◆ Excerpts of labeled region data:
* * *
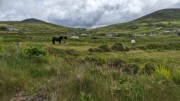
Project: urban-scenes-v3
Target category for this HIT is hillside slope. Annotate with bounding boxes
[0,18,80,33]
[88,9,180,34]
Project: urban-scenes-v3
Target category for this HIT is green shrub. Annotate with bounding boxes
[111,43,124,51]
[173,70,180,85]
[88,48,102,52]
[84,56,106,65]
[111,42,129,51]
[142,63,155,75]
[155,66,171,79]
[123,64,139,74]
[25,48,47,57]
[107,58,126,68]
[88,45,111,52]
[66,49,80,56]
[99,45,111,52]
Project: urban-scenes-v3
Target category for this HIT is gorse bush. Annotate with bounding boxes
[88,45,111,52]
[111,42,129,51]
[154,66,172,79]
[142,63,155,75]
[99,45,111,52]
[107,58,126,69]
[123,64,139,74]
[24,47,48,63]
[25,48,47,57]
[172,70,180,85]
[83,56,106,65]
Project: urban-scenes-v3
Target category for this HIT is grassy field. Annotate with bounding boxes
[0,34,180,101]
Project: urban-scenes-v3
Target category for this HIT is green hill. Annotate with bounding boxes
[88,9,180,35]
[0,18,81,33]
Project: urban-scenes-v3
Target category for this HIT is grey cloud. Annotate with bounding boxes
[0,0,180,28]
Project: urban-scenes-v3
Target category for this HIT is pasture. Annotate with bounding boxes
[0,33,180,101]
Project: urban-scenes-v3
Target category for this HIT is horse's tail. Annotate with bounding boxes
[52,38,55,44]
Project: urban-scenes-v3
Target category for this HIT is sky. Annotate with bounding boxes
[0,0,180,28]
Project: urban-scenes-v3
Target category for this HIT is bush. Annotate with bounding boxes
[84,56,105,65]
[25,48,47,57]
[123,64,139,74]
[107,58,126,68]
[88,48,102,52]
[111,43,124,51]
[88,45,111,52]
[142,63,155,75]
[111,43,129,51]
[99,45,111,52]
[155,66,171,79]
[66,49,80,56]
[173,70,180,85]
* * *
◆ Requirements: Please copy the records from their start through the line containing "[88,9,180,34]", including that line. Leave out the pictures.

◆ Finished exercise:
Project: urban-scenes-v3
Target category for this HIT is hillside slope. Annotate with bounding boxes
[0,18,80,33]
[88,9,180,34]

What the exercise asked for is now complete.